*** Opening Provided records ***

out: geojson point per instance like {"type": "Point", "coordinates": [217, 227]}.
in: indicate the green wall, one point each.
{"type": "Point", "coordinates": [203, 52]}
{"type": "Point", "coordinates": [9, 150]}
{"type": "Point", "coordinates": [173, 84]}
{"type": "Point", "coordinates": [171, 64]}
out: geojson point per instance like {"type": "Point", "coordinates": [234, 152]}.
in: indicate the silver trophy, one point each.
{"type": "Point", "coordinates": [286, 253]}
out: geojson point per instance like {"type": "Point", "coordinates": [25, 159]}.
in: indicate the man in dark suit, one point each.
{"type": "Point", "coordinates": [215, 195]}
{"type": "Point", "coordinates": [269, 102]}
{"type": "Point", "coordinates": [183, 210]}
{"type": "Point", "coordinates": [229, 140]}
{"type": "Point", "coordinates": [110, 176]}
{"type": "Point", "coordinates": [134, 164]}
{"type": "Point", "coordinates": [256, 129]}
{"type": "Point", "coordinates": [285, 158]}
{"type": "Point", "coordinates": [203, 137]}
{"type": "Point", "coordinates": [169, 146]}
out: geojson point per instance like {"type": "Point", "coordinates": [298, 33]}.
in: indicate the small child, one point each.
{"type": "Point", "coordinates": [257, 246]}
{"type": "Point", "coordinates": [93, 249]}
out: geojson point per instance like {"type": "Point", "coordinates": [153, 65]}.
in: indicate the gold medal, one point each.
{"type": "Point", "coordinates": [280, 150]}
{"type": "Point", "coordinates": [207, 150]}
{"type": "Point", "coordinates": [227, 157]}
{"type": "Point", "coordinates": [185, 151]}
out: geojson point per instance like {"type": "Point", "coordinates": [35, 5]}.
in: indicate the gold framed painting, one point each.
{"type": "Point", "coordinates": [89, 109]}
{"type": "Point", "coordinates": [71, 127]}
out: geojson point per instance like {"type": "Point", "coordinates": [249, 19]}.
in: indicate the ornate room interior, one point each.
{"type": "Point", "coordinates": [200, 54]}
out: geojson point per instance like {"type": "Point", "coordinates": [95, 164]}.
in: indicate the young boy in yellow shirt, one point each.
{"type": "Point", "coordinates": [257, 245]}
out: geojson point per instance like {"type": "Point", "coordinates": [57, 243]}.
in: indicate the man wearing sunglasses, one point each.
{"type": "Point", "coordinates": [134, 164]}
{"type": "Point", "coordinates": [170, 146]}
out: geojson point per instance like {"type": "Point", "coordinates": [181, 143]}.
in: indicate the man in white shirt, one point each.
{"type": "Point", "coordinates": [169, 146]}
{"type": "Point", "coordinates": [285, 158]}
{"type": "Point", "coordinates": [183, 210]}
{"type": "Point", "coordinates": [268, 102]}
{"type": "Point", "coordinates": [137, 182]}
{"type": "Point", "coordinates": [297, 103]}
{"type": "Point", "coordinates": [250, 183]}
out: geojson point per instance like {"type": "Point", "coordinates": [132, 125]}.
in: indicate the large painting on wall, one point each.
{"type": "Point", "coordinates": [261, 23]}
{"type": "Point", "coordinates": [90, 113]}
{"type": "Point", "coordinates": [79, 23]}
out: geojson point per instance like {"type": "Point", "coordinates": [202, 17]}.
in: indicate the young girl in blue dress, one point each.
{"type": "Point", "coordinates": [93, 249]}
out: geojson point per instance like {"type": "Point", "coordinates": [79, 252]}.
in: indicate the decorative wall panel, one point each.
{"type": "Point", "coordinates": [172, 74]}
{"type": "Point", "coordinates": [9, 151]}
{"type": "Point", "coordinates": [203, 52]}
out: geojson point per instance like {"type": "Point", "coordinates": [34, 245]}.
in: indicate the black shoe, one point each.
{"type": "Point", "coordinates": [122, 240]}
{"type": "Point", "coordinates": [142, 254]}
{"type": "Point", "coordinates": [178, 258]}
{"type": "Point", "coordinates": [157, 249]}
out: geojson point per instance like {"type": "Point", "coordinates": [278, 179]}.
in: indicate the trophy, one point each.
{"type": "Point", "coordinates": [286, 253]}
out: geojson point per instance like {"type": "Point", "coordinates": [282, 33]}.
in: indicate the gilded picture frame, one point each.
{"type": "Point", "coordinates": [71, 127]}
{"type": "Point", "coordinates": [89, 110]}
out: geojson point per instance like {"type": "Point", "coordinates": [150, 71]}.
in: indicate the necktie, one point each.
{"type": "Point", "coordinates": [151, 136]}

*** Closing Provided records ***

Once you have read the data above, print all of it again exactly.

out: geojson point per instance like {"type": "Point", "coordinates": [217, 227]}.
in: indicate the green wall, one point each.
{"type": "Point", "coordinates": [203, 52]}
{"type": "Point", "coordinates": [9, 150]}
{"type": "Point", "coordinates": [173, 84]}
{"type": "Point", "coordinates": [171, 64]}
out: geojson point per instance like {"type": "Point", "coordinates": [234, 152]}.
in: indicate the silver trophy, one point each.
{"type": "Point", "coordinates": [286, 253]}
out: geojson point per instance like {"type": "Point", "coordinates": [25, 159]}.
in: indicate the man in dark suit, one point each.
{"type": "Point", "coordinates": [215, 195]}
{"type": "Point", "coordinates": [269, 102]}
{"type": "Point", "coordinates": [183, 210]}
{"type": "Point", "coordinates": [229, 140]}
{"type": "Point", "coordinates": [110, 176]}
{"type": "Point", "coordinates": [134, 164]}
{"type": "Point", "coordinates": [256, 129]}
{"type": "Point", "coordinates": [285, 158]}
{"type": "Point", "coordinates": [203, 137]}
{"type": "Point", "coordinates": [169, 146]}
out: geojson point per instance like {"type": "Point", "coordinates": [298, 33]}.
in: indicate the small child, one point each.
{"type": "Point", "coordinates": [257, 246]}
{"type": "Point", "coordinates": [93, 249]}
out: geojson point per instance like {"type": "Point", "coordinates": [153, 65]}.
in: indicate the gold medal, one point each.
{"type": "Point", "coordinates": [280, 150]}
{"type": "Point", "coordinates": [207, 150]}
{"type": "Point", "coordinates": [227, 157]}
{"type": "Point", "coordinates": [185, 151]}
out: geojson point per instance like {"type": "Point", "coordinates": [35, 5]}.
in: indicate the gold framed painting, one point each.
{"type": "Point", "coordinates": [89, 109]}
{"type": "Point", "coordinates": [71, 127]}
out: geojson point per instance like {"type": "Point", "coordinates": [249, 19]}.
in: indicate the ornate room interior, one point each.
{"type": "Point", "coordinates": [200, 54]}
out: geojson point per instance like {"type": "Point", "coordinates": [95, 164]}.
in: indicate the young boy in yellow shirt, one point each.
{"type": "Point", "coordinates": [257, 245]}
out: geojson point per instance like {"type": "Point", "coordinates": [57, 243]}.
in: indicate the man wearing sunglasses, one point each.
{"type": "Point", "coordinates": [134, 164]}
{"type": "Point", "coordinates": [170, 146]}
out: geojson point per instance like {"type": "Point", "coordinates": [181, 143]}.
in: indicate the man in white shirt, one point each.
{"type": "Point", "coordinates": [169, 146]}
{"type": "Point", "coordinates": [285, 158]}
{"type": "Point", "coordinates": [183, 210]}
{"type": "Point", "coordinates": [268, 102]}
{"type": "Point", "coordinates": [137, 182]}
{"type": "Point", "coordinates": [297, 103]}
{"type": "Point", "coordinates": [250, 183]}
out: geojson point per instance like {"type": "Point", "coordinates": [132, 125]}.
in: indicate the large painting on wall, one point each.
{"type": "Point", "coordinates": [261, 23]}
{"type": "Point", "coordinates": [90, 113]}
{"type": "Point", "coordinates": [79, 23]}
out: geojson point per instance like {"type": "Point", "coordinates": [202, 17]}.
in: indicate the young girl in blue dress, one point each.
{"type": "Point", "coordinates": [93, 249]}
out: geojson point per instance like {"type": "Point", "coordinates": [79, 252]}.
in: indicate the decorative wall panel, one point each.
{"type": "Point", "coordinates": [172, 74]}
{"type": "Point", "coordinates": [9, 151]}
{"type": "Point", "coordinates": [203, 52]}
out: geojson point per instance like {"type": "Point", "coordinates": [34, 245]}.
in: indicate the black shoe, one point each.
{"type": "Point", "coordinates": [122, 240]}
{"type": "Point", "coordinates": [142, 254]}
{"type": "Point", "coordinates": [178, 258]}
{"type": "Point", "coordinates": [157, 249]}
out: geojson point per instance like {"type": "Point", "coordinates": [278, 179]}.
in: indicate the trophy, one point each.
{"type": "Point", "coordinates": [286, 253]}
out: geojson point per instance like {"type": "Point", "coordinates": [282, 33]}.
in: indicate the gilded picture frame, one point each.
{"type": "Point", "coordinates": [71, 127]}
{"type": "Point", "coordinates": [89, 110]}
out: geojson point per instance like {"type": "Point", "coordinates": [150, 71]}.
in: indicate the necktie, one point each.
{"type": "Point", "coordinates": [151, 136]}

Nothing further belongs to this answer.